Levando em conta o foco da investigação nas interseções e interações entre
classe e raça, no Modelo 2 são acrescentadas as categorias de classe. O efeito
original fica reduzido à metade, mostrando a relevância da interseção entre os
dois fatores no Brasil. O desaparecimento de metade do efeito original deve-se
ao peso da composição racial das categorias de classe e expressa a distribuição
desvantajosa dos não-brancos entre as posições de classe desigualmente
recompensadas. Além dos demais fatores independentes que serão explorados a
seguir, com as suas respectivas contribuições para a explicação do gap racial,
a diferença de renda restante, não explicada, entre os grupos raciais, passa a
ser aquela existente dentro das posições de classe, associada a fatores de
diferenciação interna das categorias de classe, para ficar apenas nos limites
de um modelo aditivo.
O Modelo 3 introduz o controle estatístico das diferenças em educação, em anos
de trabalho e em anos no emprego atual. Na ótica da teoria neoclássica de
capital humano, esses elementos são considerados manifestações de atributos
produtivos individuais. Entretanto, os anos de trabalho podem expressar um
efeito geral de acúmulo de ativos no ciclo de vida; os anos no emprego, um
indicador do tipo de relação de emprego, entre os assalariados, e de posição
competitiva mais "duradoura" no mercado, entre os auto-empregados e
os empregadores; a educação pode ser dissociada da produtividade individual e
ser vista mais como um fator seletor ou classificador que dá acesso aos
empregos. A estrutura ocupacional, as hierarquias organizacionais e a condição
de classe, por sua vez, podem ter um importante papel mediador e moderador nos
efeitos da educação sobre a renda. O efeito da educação pode depender de
fatores endógenos à relação de emprego, vinculados ao processo de extração do
esforço de trabalho, devido à natureza "incompleta" do contrato de
trabalho. Entretanto, esse debate vai ser deixado de lado, pois já foi travado,
no contexto brasileiro, em outro lugar (Figueiredo Santos, 2002). O fato é que
no Brasil existe uma associação especialmente forte entre educação e renda,
devido, em particular, à grande desigualdade em educação, em que entram as
divisões de classe e raça. Uma outra regressão, não mostrada aqui, sem o
controle de anos de trabalho e anos no trabalho atual, mostra que apenas o
acréscimo do controle da educação reduz o gap racial para 27,51%. Isto
representa uma redução importante do efeito estimado, indicando o peso da
desigualdade particularmente em educação na reprodução do gap racial.

LINHAS DE DADOS:
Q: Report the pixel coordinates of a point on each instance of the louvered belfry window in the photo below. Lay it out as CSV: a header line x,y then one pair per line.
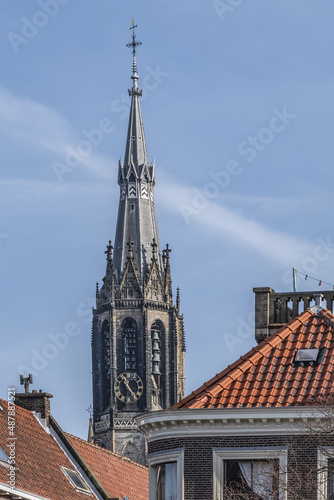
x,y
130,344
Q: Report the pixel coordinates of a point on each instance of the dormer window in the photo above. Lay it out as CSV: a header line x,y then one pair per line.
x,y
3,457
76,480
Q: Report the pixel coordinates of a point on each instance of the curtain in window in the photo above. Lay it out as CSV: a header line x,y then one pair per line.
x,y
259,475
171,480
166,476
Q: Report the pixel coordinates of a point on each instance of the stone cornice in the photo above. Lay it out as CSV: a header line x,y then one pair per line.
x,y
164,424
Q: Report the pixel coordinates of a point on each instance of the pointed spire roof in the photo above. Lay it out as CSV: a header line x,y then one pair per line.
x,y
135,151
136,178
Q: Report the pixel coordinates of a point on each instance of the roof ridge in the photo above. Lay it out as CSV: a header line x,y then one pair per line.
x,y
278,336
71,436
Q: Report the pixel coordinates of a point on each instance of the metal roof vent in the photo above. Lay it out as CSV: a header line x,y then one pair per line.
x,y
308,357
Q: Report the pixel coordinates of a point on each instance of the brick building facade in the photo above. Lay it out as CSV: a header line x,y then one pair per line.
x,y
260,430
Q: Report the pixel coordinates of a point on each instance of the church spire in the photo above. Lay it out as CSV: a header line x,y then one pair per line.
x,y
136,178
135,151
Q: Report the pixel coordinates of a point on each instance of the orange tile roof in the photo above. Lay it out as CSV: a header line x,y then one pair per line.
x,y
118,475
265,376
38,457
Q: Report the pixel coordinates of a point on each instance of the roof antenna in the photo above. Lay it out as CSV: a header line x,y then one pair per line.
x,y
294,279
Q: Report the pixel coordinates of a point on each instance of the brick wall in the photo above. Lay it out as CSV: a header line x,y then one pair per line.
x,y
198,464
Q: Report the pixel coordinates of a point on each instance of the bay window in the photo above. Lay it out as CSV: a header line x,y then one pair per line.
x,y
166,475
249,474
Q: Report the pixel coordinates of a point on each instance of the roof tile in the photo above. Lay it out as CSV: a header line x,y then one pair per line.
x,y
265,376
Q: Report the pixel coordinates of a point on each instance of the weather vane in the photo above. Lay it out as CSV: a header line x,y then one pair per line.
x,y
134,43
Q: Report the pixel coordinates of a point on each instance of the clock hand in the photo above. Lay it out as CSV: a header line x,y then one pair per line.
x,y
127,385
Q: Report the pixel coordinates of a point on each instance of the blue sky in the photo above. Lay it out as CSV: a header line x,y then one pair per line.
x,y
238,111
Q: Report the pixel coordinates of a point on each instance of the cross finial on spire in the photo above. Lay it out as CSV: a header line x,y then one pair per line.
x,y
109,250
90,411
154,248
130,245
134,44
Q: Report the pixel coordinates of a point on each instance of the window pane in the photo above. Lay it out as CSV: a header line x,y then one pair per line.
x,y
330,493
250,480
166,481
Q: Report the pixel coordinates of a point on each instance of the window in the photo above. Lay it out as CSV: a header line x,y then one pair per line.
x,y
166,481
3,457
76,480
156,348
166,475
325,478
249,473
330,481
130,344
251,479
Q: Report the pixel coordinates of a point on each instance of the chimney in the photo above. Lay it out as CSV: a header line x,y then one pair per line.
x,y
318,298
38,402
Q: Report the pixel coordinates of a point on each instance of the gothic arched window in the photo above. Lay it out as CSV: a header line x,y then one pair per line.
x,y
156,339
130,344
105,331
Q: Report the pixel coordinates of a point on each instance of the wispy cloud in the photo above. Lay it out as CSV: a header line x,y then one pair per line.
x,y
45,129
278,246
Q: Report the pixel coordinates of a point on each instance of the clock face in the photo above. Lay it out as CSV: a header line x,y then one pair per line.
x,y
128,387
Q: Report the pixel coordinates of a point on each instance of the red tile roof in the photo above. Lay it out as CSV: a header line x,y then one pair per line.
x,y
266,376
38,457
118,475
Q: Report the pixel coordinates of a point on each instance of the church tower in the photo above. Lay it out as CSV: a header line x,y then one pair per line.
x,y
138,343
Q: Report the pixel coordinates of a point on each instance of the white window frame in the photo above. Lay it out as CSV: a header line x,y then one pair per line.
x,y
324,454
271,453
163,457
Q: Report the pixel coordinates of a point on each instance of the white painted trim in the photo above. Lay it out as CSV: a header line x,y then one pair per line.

INSTRUÇÃO DADA 1:
Segundo o trecho fornecido, para quanto o gap racial é reduzido quando se acrescenta apenas o controle da educação?
INSTRUÇÃO DADA 2:
Enumere as diferenças cujo controle estatístico é introduzido pelo Modelo 3, conforme o trecho fornecido.
INSTRUÇÃO DADA 3:
Traduza para o inglês a frase do trecho fornecido: "O fato é que no Brasil existe uma associação especialmente forte entre educação e renda, devido, em particular, à grande desigualdade em educação, em que entram as divisões de classe e raça."
Baseie-se unicamente no trecho fornecido.

RESPOSTA CORRETA 1:
Para 27,51%.

RESPOSTA CORRETA 2:
Educação; anos de trabalho; anos no emprego atual.

RESPOSTA CORRETA 3:
The fact is that in Brazil there is an especially strong association between education and income, due in particular to the great inequality in education, in which class and race divisions play a part.